__Supplied material__

>>>>>

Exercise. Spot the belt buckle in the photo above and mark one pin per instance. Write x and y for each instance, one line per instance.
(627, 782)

<<<<<
>>>>>

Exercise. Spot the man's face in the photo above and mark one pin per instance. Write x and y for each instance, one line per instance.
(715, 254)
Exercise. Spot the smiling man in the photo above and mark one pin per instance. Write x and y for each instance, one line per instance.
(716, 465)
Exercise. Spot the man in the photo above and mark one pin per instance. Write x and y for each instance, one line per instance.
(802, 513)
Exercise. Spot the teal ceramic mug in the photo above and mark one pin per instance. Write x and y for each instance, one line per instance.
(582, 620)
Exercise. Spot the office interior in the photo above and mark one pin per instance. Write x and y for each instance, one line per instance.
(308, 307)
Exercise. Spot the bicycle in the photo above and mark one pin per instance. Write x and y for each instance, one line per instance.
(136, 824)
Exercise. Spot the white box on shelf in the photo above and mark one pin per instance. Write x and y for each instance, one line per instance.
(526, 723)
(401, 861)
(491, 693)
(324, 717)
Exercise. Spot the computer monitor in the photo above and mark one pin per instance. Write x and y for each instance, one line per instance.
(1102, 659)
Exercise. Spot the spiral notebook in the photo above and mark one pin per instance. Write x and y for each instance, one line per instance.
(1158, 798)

<<<<<

__Goal of the exercise__
Copy out the data above word for word, starting at the line containing "Exercise. Spot the white" and continuing up to and including the line containing "(1158, 798)".

__Answer to the exercise__
Exercise. Spot the white box on shelf in the photo above and mark one pin per instance. Write x and y for each instance, one line per instance.
(526, 723)
(401, 861)
(491, 693)
(324, 717)
Exercise. Spot the computer monitor in the photo above and mark one pin per instance. Write x and y for each instance, one line per instance.
(1102, 659)
Exercise. Spot the spiral notebook in the photo above and mark one pin per instance. Write x and y for each instance, one line per instance.
(1158, 798)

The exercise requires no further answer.